» **SOURCE**
▽

The Kind of Writers’ Conference I’ll Pay For!

What’s not to like about writers’ conferences? They offer terrific opportunities to learn about the craft of writing and the business of publishing from people who know what they’re talking about (as opposed to the neighbor who figures your book can’t be any good since Barnes and Noble didn’t display it on that table right inside the front door).

Of course, there’s the expense. A conference means registration, travel expenses, motels, and sometimes meals (and in my case, board for a rather large dog).

For some, the workshops and lectures and a chance to get autographs on mint copies of presenters’ books may justify those costs.

But if you’re interested in becoming traditionally published, it’s worth stretching your budget for a good conference. A well-chosen conference can give most of us developing writers what no cold query can:

  • A chance to sell ourselves and our work face-to-face, where we can slip a memorable impression into a busy agent’s or editor’s mind.

△

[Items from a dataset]
▽

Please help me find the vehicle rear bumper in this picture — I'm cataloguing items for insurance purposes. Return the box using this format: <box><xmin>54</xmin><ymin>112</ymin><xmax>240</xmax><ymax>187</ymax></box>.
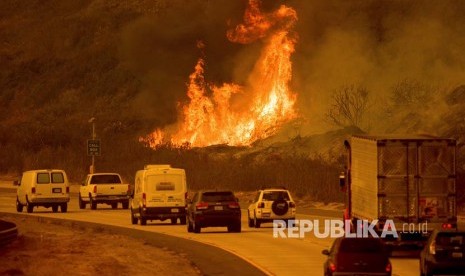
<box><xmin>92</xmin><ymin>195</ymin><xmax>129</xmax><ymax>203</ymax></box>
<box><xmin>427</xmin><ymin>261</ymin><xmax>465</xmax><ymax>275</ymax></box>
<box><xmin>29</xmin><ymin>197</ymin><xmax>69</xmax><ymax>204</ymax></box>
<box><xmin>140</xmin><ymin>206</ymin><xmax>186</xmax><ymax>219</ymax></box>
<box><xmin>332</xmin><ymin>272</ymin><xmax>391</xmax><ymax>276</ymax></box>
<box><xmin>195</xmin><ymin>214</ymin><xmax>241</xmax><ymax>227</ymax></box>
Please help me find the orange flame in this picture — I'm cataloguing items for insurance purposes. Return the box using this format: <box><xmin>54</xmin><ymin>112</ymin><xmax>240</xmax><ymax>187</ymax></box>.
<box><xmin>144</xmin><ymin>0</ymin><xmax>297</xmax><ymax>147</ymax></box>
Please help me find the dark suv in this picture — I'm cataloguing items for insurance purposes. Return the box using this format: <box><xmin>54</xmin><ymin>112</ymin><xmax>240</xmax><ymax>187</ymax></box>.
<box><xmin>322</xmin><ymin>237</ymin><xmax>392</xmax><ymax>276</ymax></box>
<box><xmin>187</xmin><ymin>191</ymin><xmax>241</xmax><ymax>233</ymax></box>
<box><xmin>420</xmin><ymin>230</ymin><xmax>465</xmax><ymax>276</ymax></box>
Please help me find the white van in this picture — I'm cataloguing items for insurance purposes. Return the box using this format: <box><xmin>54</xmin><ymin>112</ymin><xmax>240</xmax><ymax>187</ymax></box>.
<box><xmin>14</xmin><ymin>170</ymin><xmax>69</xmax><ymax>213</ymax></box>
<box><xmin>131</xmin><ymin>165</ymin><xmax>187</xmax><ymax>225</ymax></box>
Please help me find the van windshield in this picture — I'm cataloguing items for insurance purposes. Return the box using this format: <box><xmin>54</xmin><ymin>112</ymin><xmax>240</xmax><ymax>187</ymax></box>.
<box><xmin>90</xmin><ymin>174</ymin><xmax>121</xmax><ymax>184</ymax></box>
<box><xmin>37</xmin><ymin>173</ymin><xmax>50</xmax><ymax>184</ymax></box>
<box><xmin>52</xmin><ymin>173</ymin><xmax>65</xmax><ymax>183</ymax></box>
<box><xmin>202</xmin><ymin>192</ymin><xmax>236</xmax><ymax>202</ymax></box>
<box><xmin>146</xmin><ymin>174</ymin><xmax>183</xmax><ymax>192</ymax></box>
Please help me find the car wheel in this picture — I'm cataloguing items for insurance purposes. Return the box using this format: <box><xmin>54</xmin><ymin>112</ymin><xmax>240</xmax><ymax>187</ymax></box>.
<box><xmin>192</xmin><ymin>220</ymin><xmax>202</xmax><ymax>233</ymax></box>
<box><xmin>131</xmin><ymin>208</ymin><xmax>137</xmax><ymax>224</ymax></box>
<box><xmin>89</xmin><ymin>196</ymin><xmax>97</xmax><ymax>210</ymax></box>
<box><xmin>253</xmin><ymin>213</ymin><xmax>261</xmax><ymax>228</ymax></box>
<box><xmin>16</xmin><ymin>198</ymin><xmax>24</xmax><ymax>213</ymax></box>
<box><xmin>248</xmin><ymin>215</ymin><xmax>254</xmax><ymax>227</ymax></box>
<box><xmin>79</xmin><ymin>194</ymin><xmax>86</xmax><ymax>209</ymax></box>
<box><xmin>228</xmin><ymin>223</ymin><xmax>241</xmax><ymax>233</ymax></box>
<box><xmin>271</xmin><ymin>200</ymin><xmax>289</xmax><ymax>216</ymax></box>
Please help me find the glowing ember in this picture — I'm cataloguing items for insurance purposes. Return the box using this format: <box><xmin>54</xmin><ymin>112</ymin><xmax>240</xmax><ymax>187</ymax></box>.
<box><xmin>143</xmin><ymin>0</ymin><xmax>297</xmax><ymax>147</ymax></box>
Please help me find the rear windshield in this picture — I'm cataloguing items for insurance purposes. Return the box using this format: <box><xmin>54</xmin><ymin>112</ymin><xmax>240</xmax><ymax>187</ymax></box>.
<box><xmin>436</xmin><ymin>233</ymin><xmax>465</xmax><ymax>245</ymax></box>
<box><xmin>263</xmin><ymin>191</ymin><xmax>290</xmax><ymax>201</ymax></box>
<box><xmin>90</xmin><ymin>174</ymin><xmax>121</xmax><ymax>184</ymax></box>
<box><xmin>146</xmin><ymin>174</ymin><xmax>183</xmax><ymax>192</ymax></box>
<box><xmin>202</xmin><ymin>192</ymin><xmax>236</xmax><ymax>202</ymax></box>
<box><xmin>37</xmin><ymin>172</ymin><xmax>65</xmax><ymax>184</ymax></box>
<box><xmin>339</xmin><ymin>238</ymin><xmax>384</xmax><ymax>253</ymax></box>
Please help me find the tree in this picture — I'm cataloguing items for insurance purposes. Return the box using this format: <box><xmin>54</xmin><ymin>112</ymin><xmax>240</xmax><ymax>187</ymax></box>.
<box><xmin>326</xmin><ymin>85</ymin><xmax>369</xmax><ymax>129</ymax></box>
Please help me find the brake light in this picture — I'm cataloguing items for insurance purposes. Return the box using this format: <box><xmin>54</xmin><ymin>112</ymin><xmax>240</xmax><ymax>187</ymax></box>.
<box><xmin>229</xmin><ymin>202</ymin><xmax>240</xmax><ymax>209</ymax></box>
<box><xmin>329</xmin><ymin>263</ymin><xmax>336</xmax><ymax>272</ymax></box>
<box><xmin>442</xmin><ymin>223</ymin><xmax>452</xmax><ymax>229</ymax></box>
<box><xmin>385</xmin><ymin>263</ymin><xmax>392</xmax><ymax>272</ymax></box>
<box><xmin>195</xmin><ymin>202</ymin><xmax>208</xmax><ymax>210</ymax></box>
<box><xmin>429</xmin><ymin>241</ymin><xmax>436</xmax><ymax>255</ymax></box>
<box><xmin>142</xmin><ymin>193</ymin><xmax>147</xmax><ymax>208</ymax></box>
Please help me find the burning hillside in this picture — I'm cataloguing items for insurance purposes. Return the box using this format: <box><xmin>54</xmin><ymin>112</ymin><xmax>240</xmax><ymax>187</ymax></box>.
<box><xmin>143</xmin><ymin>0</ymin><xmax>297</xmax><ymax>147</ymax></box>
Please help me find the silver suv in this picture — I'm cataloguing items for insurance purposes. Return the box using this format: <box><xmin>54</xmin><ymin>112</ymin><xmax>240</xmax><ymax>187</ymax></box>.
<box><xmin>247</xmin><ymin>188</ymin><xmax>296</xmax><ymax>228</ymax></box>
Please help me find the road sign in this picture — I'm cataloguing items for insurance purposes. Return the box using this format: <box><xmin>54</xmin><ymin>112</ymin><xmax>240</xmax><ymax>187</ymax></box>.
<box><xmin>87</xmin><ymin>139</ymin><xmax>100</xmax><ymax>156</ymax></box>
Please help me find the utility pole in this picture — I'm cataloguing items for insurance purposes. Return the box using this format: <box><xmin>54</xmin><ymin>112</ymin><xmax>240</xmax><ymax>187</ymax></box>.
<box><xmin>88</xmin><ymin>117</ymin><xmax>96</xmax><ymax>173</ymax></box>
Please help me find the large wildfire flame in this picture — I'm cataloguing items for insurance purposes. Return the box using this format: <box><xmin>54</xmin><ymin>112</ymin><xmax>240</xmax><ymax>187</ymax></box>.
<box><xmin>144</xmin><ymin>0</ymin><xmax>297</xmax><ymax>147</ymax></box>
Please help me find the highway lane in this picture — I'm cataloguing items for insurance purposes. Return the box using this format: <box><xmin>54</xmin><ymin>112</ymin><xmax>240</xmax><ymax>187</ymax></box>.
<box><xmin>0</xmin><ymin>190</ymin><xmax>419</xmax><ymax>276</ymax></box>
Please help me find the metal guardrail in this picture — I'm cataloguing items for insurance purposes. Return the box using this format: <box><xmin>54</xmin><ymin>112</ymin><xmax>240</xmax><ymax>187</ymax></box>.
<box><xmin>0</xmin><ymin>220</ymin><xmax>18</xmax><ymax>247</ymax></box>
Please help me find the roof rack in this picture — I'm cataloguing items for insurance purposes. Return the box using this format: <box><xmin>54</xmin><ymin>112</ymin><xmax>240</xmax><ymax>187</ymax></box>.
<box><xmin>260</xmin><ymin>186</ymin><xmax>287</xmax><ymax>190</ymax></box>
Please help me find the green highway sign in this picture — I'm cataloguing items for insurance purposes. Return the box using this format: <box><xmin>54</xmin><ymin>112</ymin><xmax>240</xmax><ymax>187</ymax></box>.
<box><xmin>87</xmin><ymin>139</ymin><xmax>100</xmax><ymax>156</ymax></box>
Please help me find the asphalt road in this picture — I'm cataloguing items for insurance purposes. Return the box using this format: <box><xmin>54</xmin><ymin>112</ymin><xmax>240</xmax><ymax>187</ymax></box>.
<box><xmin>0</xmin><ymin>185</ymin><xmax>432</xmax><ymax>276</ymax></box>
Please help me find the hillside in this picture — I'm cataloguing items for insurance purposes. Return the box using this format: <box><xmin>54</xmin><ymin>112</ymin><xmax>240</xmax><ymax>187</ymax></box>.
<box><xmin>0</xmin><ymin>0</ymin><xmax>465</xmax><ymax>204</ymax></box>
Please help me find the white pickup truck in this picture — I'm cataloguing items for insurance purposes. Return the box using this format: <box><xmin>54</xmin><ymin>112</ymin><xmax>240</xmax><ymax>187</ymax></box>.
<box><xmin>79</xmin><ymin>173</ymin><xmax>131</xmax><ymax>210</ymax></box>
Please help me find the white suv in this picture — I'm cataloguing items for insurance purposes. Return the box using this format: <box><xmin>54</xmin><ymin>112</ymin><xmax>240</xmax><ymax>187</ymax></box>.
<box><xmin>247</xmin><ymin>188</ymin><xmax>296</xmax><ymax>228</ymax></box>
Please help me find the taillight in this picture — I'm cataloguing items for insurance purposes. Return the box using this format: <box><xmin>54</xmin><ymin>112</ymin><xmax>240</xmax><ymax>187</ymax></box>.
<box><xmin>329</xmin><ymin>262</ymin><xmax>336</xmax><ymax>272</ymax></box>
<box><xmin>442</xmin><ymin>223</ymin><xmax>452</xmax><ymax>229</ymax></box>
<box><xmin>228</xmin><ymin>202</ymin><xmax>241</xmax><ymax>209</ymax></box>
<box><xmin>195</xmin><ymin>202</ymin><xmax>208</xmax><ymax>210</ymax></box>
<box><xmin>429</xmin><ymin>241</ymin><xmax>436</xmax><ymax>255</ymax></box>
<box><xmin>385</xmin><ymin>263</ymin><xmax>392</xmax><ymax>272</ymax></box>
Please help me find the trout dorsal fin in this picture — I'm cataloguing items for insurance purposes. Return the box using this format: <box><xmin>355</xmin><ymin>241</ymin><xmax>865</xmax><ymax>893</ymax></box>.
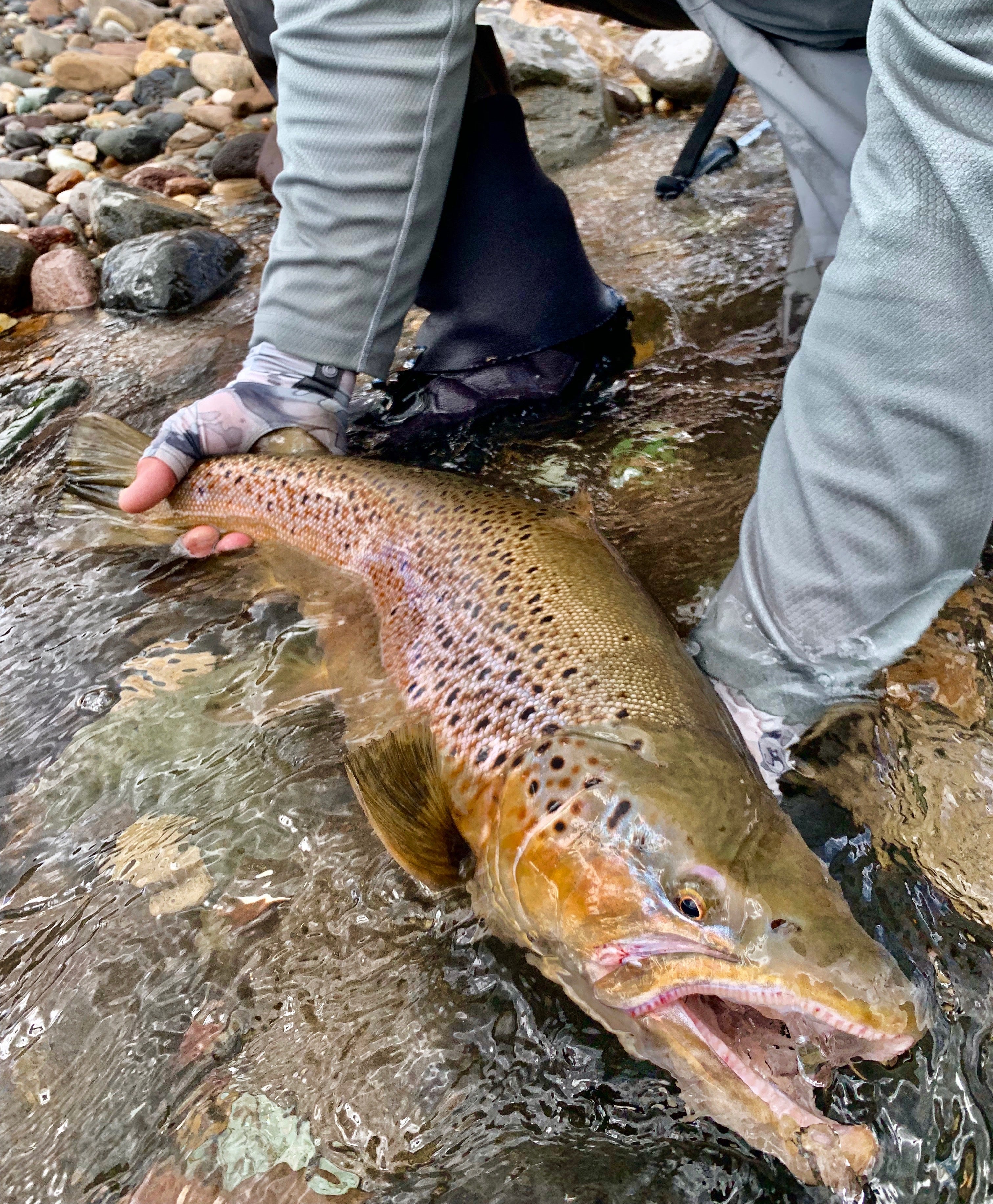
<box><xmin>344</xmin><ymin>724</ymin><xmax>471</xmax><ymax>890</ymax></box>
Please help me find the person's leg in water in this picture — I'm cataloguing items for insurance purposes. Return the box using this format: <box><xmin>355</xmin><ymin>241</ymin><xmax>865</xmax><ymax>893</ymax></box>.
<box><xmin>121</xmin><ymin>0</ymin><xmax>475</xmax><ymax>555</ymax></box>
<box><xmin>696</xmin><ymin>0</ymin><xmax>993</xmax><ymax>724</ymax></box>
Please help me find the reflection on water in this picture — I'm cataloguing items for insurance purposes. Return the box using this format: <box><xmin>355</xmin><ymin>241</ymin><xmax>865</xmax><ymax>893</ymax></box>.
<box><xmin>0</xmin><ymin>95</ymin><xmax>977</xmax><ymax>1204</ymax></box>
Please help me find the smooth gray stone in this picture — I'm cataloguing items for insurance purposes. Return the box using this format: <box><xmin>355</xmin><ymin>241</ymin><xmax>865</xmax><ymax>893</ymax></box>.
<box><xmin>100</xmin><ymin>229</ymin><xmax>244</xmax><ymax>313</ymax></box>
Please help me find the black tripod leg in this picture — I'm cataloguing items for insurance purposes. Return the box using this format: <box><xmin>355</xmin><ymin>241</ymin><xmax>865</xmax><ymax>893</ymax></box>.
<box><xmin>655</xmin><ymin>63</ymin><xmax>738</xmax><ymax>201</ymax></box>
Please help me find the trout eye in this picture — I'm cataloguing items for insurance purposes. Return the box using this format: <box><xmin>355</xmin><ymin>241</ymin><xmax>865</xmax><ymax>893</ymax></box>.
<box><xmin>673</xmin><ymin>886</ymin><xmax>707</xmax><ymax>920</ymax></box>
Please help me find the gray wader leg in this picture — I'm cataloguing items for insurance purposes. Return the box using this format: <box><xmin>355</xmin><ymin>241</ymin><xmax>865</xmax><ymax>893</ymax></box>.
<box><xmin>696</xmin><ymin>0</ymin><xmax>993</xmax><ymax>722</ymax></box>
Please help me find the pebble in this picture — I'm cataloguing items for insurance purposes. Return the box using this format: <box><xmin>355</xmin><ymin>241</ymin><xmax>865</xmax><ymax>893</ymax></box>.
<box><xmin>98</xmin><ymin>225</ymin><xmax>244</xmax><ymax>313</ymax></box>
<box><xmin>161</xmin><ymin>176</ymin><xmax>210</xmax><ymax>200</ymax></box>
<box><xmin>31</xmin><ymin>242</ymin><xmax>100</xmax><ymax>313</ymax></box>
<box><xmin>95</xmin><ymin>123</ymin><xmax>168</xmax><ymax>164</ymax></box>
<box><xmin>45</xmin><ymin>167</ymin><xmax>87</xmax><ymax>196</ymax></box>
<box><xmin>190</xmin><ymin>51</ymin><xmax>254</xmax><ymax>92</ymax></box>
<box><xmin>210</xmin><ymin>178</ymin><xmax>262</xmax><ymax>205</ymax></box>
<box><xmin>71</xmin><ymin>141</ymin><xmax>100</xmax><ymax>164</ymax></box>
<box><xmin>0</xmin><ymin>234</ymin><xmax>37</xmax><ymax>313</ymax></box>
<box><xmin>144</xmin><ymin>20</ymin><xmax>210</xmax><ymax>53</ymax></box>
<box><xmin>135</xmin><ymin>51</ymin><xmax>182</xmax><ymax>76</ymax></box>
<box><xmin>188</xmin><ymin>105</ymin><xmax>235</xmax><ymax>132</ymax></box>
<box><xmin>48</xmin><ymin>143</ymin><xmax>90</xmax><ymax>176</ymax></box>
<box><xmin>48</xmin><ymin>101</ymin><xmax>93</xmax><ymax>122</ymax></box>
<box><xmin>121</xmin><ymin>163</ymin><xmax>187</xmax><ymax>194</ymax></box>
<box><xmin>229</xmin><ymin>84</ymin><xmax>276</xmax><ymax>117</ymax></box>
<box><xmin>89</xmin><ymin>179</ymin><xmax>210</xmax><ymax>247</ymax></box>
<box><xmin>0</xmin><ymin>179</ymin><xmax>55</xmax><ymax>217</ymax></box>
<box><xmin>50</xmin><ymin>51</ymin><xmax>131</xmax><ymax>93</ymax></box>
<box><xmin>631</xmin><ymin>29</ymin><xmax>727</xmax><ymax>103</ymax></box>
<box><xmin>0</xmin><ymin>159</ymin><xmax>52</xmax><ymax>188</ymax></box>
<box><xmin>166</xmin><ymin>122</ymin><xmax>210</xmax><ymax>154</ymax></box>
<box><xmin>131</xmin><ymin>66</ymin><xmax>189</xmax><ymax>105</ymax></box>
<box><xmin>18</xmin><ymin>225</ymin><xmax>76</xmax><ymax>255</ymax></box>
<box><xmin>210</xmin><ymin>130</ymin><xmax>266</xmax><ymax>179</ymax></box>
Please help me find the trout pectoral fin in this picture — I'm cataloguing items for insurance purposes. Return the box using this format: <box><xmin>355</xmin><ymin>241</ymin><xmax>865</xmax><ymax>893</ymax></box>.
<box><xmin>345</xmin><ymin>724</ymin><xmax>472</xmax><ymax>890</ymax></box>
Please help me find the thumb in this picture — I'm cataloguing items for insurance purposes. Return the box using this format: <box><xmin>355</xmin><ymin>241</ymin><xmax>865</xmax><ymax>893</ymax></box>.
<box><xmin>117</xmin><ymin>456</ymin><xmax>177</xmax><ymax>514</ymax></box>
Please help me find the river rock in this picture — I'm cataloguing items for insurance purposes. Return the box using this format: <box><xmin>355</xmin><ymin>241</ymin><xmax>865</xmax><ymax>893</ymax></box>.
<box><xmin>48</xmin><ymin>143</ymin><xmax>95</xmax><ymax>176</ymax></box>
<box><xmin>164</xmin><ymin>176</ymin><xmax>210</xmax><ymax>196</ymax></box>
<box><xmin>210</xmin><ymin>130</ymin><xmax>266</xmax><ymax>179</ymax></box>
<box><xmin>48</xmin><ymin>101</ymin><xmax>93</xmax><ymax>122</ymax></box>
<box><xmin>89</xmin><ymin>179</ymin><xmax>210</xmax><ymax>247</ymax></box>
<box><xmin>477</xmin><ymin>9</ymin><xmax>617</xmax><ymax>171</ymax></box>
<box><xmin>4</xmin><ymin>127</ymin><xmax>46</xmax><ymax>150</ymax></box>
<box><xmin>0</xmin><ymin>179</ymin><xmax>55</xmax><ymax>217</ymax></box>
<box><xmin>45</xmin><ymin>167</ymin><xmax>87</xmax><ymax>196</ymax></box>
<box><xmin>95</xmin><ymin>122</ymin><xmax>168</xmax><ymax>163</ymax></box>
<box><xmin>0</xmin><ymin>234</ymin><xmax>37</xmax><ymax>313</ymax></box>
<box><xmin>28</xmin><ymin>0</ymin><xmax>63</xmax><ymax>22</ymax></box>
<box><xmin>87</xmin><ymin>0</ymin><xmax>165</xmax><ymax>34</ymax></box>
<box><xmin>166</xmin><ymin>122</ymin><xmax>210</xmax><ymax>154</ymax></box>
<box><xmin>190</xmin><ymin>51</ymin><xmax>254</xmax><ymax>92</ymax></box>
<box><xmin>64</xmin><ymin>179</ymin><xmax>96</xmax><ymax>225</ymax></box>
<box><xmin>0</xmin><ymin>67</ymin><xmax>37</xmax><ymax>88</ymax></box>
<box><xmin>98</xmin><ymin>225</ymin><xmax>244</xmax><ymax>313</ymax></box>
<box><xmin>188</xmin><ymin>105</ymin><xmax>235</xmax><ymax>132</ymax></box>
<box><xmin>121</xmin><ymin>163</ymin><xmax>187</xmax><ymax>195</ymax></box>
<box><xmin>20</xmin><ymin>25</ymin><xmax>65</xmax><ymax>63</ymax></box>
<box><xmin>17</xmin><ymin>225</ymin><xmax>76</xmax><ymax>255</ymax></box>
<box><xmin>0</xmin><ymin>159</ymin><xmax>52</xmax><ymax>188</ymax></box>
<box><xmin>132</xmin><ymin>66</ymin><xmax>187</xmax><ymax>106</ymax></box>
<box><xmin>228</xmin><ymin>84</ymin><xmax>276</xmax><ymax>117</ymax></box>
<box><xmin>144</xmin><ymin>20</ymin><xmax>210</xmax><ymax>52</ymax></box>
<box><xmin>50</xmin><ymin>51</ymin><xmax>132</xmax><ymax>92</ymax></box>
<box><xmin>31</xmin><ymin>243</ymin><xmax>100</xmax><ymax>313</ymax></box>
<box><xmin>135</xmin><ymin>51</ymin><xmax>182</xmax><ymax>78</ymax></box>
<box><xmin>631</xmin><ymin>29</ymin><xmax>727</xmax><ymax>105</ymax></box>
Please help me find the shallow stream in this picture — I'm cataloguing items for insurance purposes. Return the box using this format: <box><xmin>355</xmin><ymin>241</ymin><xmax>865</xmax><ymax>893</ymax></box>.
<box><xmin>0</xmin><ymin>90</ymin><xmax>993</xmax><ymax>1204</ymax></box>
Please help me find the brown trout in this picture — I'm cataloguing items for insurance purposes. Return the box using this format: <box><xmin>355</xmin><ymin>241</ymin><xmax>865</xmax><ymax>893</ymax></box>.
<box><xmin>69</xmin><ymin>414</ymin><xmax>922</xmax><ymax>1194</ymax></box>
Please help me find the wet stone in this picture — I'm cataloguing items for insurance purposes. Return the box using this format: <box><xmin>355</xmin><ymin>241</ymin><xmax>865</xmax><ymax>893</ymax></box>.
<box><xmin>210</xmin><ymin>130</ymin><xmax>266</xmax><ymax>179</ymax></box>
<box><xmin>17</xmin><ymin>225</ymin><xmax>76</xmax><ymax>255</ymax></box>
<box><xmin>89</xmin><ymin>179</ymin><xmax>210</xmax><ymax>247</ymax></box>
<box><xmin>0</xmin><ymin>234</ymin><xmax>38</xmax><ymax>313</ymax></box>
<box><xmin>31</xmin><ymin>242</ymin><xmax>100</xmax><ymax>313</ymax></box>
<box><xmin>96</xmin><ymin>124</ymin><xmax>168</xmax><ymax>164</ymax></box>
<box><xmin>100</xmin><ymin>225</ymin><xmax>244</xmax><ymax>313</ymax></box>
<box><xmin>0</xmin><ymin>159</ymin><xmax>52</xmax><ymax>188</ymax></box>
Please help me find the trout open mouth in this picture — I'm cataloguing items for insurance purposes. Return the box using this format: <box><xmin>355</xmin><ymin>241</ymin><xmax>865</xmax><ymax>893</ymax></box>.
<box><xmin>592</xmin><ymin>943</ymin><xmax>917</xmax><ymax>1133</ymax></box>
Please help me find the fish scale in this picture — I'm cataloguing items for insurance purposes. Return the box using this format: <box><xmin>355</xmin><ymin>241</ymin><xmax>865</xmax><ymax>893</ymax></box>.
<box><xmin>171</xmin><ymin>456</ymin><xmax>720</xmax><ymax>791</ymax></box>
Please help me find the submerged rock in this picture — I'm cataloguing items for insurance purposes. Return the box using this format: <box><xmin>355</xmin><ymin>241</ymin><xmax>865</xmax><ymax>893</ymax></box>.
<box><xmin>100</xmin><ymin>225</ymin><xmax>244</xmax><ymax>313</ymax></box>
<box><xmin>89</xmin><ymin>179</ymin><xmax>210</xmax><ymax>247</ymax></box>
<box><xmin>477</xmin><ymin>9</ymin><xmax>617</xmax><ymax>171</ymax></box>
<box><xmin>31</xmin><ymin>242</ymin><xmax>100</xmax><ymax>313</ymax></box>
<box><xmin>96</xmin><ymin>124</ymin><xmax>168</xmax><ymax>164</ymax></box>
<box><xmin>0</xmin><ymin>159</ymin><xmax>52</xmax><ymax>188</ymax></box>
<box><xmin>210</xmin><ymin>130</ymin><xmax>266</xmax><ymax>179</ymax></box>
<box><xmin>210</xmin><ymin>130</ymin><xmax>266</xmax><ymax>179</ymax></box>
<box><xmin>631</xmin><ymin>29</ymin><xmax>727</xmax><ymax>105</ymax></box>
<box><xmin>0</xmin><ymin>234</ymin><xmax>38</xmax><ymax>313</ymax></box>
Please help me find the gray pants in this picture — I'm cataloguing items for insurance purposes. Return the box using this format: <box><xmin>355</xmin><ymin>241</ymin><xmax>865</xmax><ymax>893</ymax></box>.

△

» **TASK A**
Write out word for word the part of the writers' conference piece starting with "For some, the" and going on through "or editor’s mind.".
» **TASK B**
List every cost of going to a conference that the writers' conference piece mentions, including the one in parentheses.

» **COMPLETE ANSWER A**
For some, the workshops and lectures and a chance to get autographs on mint copies of presenters’ books may justify those costs.

But if you’re interested in becoming traditionally published, it’s worth stretching your budget for a good conference. A well-chosen conference can give most of us developing writers what no cold query can:

  • A chance to sell ourselves and our work face-to-face, where we can slip a memorable impression into a busy agent’s or editor’s mind.

» **COMPLETE ANSWER B**
- Registration
- Travel expenses
- Motels
- Meals
- Board for a rather large dog